## Consigne
Pouvez-vous reprendre le texte ci-dessous sur la presse de droite face à l'affaire Matzneff, à partir de sa dernière ligne, et non la liste qui le suit ?

Depuis le début de ce qu’il est désormais convenu d’appeler l’affaire Matzneff – du nom de l’écrivain pédophile Gabriel Matzneff, contre qui le parquet de Paris a ouvert en janvier 2020 une enquête pour viols sur mineurs après la publication du livre dans lequel l’une de ses victimes, Vanessa Springora, a narré son calvaire -, la presse de droite semble être frappée d’amnésie.

(...) s s’il est parfaitement exact que Matzneff a bénéficié de complicités dans la gauche française, il n’est pas du tout certain que les journaux et les magazines réactionnaires qui accablent « la presse progressiste » soient les mieux placés pour dispenser de telles leçons.
Car c’est dans leurs pages que l’écrivain a trouvé, pendant plusieurs décennies, ses plus constants et fidèles soutiens – et les plus enthousiastes admirateurs des livres où il narrait ses exactions.
« Quinquagénaire émoustillé »

## Données fournies
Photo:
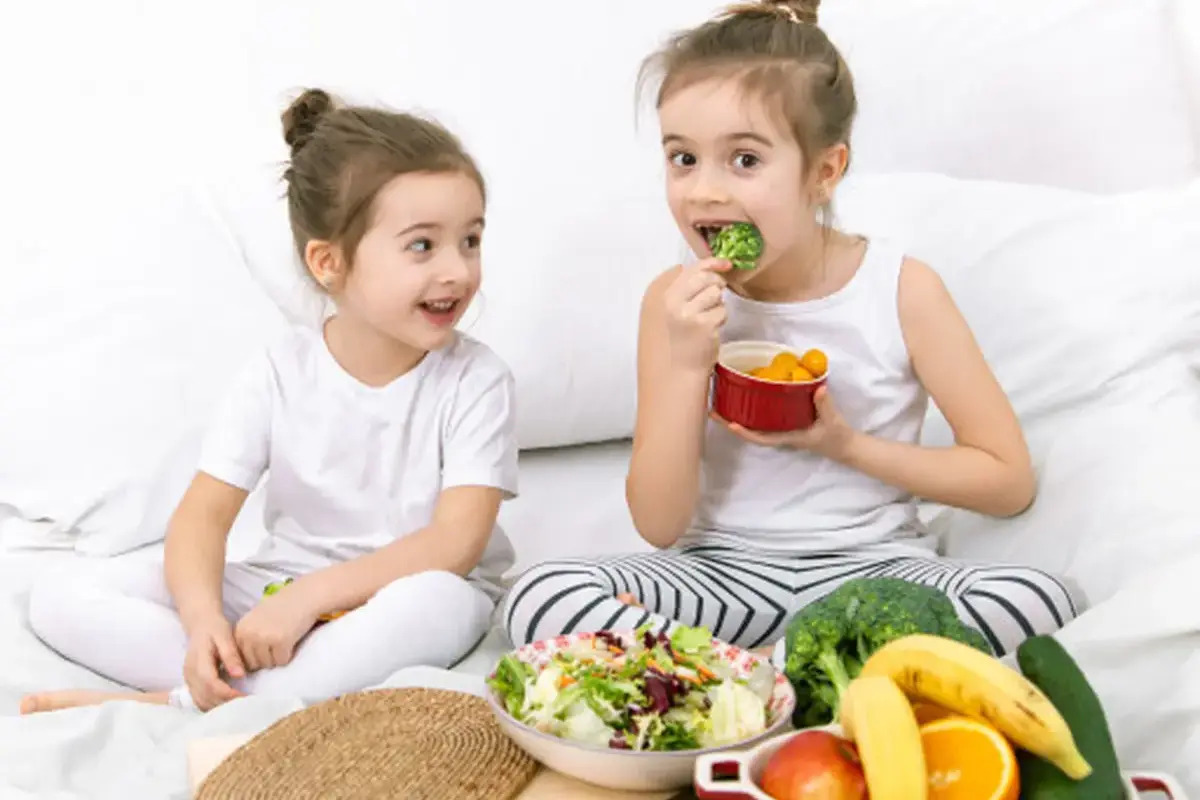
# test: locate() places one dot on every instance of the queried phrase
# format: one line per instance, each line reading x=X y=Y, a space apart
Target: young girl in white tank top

## Réponse rédigée
En 1993, Jean d’Ormesson, de l’Académie française, ancien directeur du Figaro, acclame, dans l’hebdomadaire Le Point, la publication par la prestigieuse maison Gallimard d’un nouveau tome du « journal intime » de Matzneff, dans lequel celui-ci « poursuit (…) l’histoire de la passion – des passions – d’un quinquagénaire émoustillé par les jeunes filles en fleur ».

L’académicien, entre une plaisanterie sur un « voyage » de l’écrivain « aux Philippines » et une déploration des « retards » d’une mineure « retenue à l’école ou par une mère vieux jeu », s’extasie : « Cette fois encore, c’est rassurant : dès les trois premières pages, l’auteur couche ou a couché ou envisage de coucher avec Marie-Élisabeth, avec Diane, avec Marie-Agnès, avec Anne, avec les deux Isabelle, qu’on ne distingue pas très bien l’une de l’autre, avec Francesca, avec Marie-Laurence, avec Sabine, avec Guylaine, que l’orthographe de son nom, sans doute, pousse à des actes sanguinaires, avec Severyne et sa ravissante sœur et son amie Edwyge – comme je vous le dis ! -, danseuse au Lido, avec Karine, avec Sophie – et avec Vanessa, héroïne fugitive d’une passion menacée » - il s’agit bien sûr de Vanessa Springora, qui fera deux décennies plus tard le récit de l’épouvantable emprise que Matzneff exerçait sur elle, et qui, en 1993, grise tant Jean d’Ormesson.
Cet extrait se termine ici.